╭──
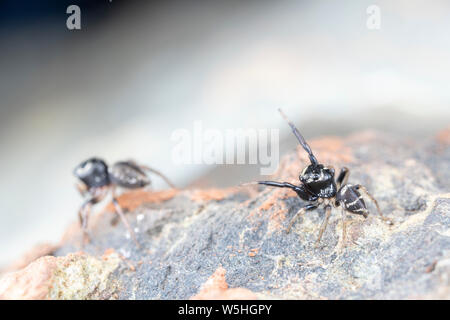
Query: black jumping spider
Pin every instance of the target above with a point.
(98, 180)
(319, 187)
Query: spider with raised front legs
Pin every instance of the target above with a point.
(319, 188)
(98, 180)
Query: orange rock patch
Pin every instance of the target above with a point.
(216, 288)
(203, 195)
(133, 199)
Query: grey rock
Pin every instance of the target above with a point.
(185, 240)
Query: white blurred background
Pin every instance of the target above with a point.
(137, 71)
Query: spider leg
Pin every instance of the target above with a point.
(324, 223)
(342, 178)
(147, 168)
(299, 214)
(344, 227)
(83, 215)
(120, 213)
(364, 190)
(301, 191)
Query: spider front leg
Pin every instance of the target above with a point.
(147, 168)
(83, 215)
(364, 190)
(344, 229)
(342, 178)
(324, 223)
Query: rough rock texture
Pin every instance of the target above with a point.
(191, 236)
(75, 276)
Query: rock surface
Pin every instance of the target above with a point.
(191, 236)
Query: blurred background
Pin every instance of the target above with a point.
(137, 71)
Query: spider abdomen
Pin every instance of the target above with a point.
(351, 200)
(128, 175)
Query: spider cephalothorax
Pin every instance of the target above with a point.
╰──
Repeat the listing in full and exactly. Do not include any images.

Finished task
Query: black jumping spider
Pin every instance of the target above with a point.
(98, 180)
(319, 187)
Query: spider with raised front legs
Pin every instance of the target above with a point.
(319, 188)
(98, 180)
Query: orange rock patch
Pin every instance of the target above with a point.
(216, 288)
(203, 195)
(133, 199)
Query: grey rock
Pin every instance of the target above with a point.
(185, 240)
Query: white blurred background
Pin every instance of the target above with a point.
(137, 71)
Query: spider leg
Pin every instance of the target above with a point.
(324, 223)
(342, 178)
(147, 168)
(299, 214)
(344, 227)
(83, 215)
(120, 213)
(364, 190)
(301, 191)
Query: spider front leg
Pin every instance of the target above with a point.
(147, 168)
(83, 215)
(364, 190)
(344, 229)
(342, 178)
(324, 223)
Query: rough rock texture
Pin every instance of the target above with a point.
(191, 236)
(75, 276)
Query: rock surface
Pin every instance of the target above with a point.
(191, 236)
Query: blurred background
Pin every instance of the target above with a point.
(137, 71)
Query: spider abdomen
Pin every instance of the target above with a point.
(351, 200)
(128, 175)
Query: spider cephalothorax
Pin every instance of the target above with a point.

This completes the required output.